→ **SHORT EXERCISE A**: Start at the line of the listing that contains "In this picture, please locate the pile" and go through the end of the listing. Rewrite those lines, switching "pile" to "heap" and keeping everything else the same.
------ PASSAGE TO READ
Class DefaultTokenizer

  • All Implemented Interfaces:
    ITokenizer

    public class DefaultTokenizer
    extends java.lang.Object
    implements ITokenizer
    Methods for tokenize string.
    • Field Detail

      • EMPTY_TOKENS_LIST

        public static final Token[] EMPTY_TOKENS_LIST
      • EMPTY_STRINGS_LIST

        public static final java.lang.String[] EMPTY_STRINGS_LIST
    • Constructor Detail

      • DefaultTokenizer

        public DefaultTokenizer()
    • Method Detail

      • tokenizeWords

        public Token[] tokenizeWords​(java.lang.String strOrig,
                                     ITokenizer.StemmingMode stemmingMode)
        Breaks a string into word-only tokens. Numbers, tags, and other non-word tokens are NOT included in the result. Stemming can be used depending on the supplied ITokenizer.StemmingMode.

        This method is used to find fuzzy matches and glossary entries.

        Results can be cached for better performance.

        Specified by:
        tokenizeWords in interface ITokenizer
      • tokenizeWordsToStrings

        public java.lang.String[] tokenizeWordsToStrings​(java.lang.String str,
                                                         ITokenizer.StemmingMode stemmingMode)
        Description copied from interface: ITokenizer
        Breaks a string into word-only strings. Numbers, tags, and other non-word tokens are NOT included in the result. Stemming can be used depending on the supplied ITokenizer.StemmingMode.

        When stemming is used, both the original word and its stem may be included in the results, if they differ. (The stem will come first.)

        This method used for dictionary lookup.

        Results are not cached.

        Specified by:
        tokenizeWordsToStrings in interface ITokenizer
      • tokenizeVerbatim

        public Token[] tokenizeVerbatim​(java.lang.String strOrig)
        Description copied from interface: ITokenizer
        Breaks a string into tokens. Numbers, tags, and other non-word tokens are included in the result. Stemming is NOT used.

        This method is used to mark string differences in the UI and to tune similarity.

        Results are not cached.

        Specified by:
        tokenizeVerbatim in interface ITokenizer
      • tokenizeVerbatimToStrings

        public java.lang.String[] tokenizeVerbatimToStrings​(java.lang.String str)
        Description copied from interface: ITokenizer
        Breaks a string into strings. Numbers, tags, and other non-word tokens are included in the result. Stemming is NOT used.

        This method is used to mark string differences in the UI and for debugging purposes.

        Results are not cached.

        Specified by:
        tokenizeVerbatimToStrings in interface ITokenizer
      • getWordBreaker

        public static java.text.BreakIterator getWordBreaker()
        Returns an iterator to break sentences into words.
------------
→ **SHORT EXERCISE B**:
Answer these questions from the tokenizer documentation:
(i) What is the tokenizeWords method used to find?
(ii) What is the tokenizeWordsToStrings method used for?
(iii) What does getWordBreaker return?
------ EXTRACTED ENTRIES
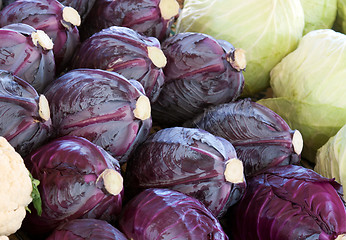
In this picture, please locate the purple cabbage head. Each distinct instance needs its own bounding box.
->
[81,0,180,40]
[119,188,228,240]
[125,127,245,217]
[0,0,81,72]
[0,69,53,156]
[24,136,124,235]
[72,26,166,102]
[45,69,152,162]
[153,32,246,126]
[184,99,303,176]
[59,0,96,23]
[46,218,127,240]
[0,23,55,92]
[228,165,346,240]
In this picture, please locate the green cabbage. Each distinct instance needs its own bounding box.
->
[176,0,304,96]
[314,125,346,192]
[300,0,337,34]
[259,29,346,162]
[333,0,346,33]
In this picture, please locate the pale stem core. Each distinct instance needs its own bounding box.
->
[228,48,246,71]
[31,30,53,50]
[292,130,303,155]
[38,94,50,121]
[62,7,81,26]
[159,0,180,20]
[96,169,124,196]
[147,47,167,68]
[224,158,244,183]
[335,234,346,240]
[133,95,151,120]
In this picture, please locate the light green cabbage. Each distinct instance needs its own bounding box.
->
[300,0,337,35]
[176,0,304,96]
[314,125,346,189]
[333,0,346,33]
[259,29,346,162]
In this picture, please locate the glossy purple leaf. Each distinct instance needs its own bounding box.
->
[228,165,346,240]
[72,27,166,101]
[184,99,303,176]
[45,69,152,162]
[24,136,124,235]
[119,189,228,240]
[125,127,245,217]
[153,33,246,126]
[0,0,80,72]
[0,23,55,92]
[46,219,127,240]
[81,0,180,40]
[0,70,53,156]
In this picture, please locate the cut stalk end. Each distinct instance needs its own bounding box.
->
[31,30,54,50]
[96,169,124,196]
[228,48,246,72]
[292,130,303,155]
[159,0,180,20]
[224,158,244,183]
[62,7,81,27]
[147,47,167,68]
[38,94,50,121]
[133,95,151,120]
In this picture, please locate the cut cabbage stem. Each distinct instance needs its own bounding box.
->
[224,158,244,183]
[292,130,303,155]
[147,47,167,68]
[335,234,346,240]
[38,94,50,121]
[96,169,124,196]
[133,95,151,120]
[31,30,54,50]
[62,7,81,27]
[159,0,180,20]
[227,48,246,71]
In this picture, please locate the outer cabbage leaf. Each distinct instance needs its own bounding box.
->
[177,0,304,96]
[314,125,346,193]
[300,0,337,34]
[259,29,346,162]
[333,0,346,33]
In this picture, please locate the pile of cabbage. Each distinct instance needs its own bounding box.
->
[0,0,346,240]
------------
→ **WRITTEN SOLUTION A**:
In this picture, please locate the heap of cabbage. Each distinct instance needs its own bounding box.
->
[0,0,346,240]

→ **WRITTEN SOLUTION B**:
(i) Fuzzy matches and glossary entries.
(ii) Dictionary lookup.
(iii) An iterator to break sentences into words.